Leaving the pictures aside, transcribe every line below exactly.

Image-grounded pointing data
╔══
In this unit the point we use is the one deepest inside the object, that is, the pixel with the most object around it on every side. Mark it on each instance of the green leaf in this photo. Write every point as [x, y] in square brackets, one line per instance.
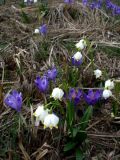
[79, 155]
[70, 114]
[85, 118]
[25, 17]
[69, 146]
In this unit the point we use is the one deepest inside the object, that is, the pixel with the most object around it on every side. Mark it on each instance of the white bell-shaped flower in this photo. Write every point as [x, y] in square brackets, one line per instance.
[77, 56]
[97, 73]
[57, 93]
[40, 114]
[51, 120]
[81, 44]
[36, 31]
[109, 84]
[107, 93]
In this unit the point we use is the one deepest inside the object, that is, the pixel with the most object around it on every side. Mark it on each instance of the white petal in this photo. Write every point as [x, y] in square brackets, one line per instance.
[97, 73]
[77, 56]
[107, 93]
[36, 31]
[109, 84]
╚══
> _RESULT OF THE EXERCISE_
In this unit the point we use is the one deepest inside the object, that is, the pixel with the most object around it on every side. Mark it on each instance of the green leaf in this photo. Write every point as [x, y] in square brackets, one line per instance.
[79, 155]
[70, 114]
[85, 118]
[25, 17]
[69, 146]
In this unit the point we use is the one deepest inside the object, that is, the pixel with the most object around it on every side. Mark it on each instance of the white bell-shaped flower in this photo. Write every point as [x, y] in square brackets, one line per instance.
[77, 56]
[97, 73]
[57, 93]
[40, 114]
[51, 120]
[81, 44]
[36, 31]
[109, 84]
[107, 93]
In this unit the point we use is the one deepest inside the object, that is, the pixel with the most object around it on every side. Mark it on each instance of the white petal in this photo. Write every point as [x, y] in square brackets, one line per instance.
[97, 73]
[77, 56]
[107, 93]
[36, 31]
[109, 84]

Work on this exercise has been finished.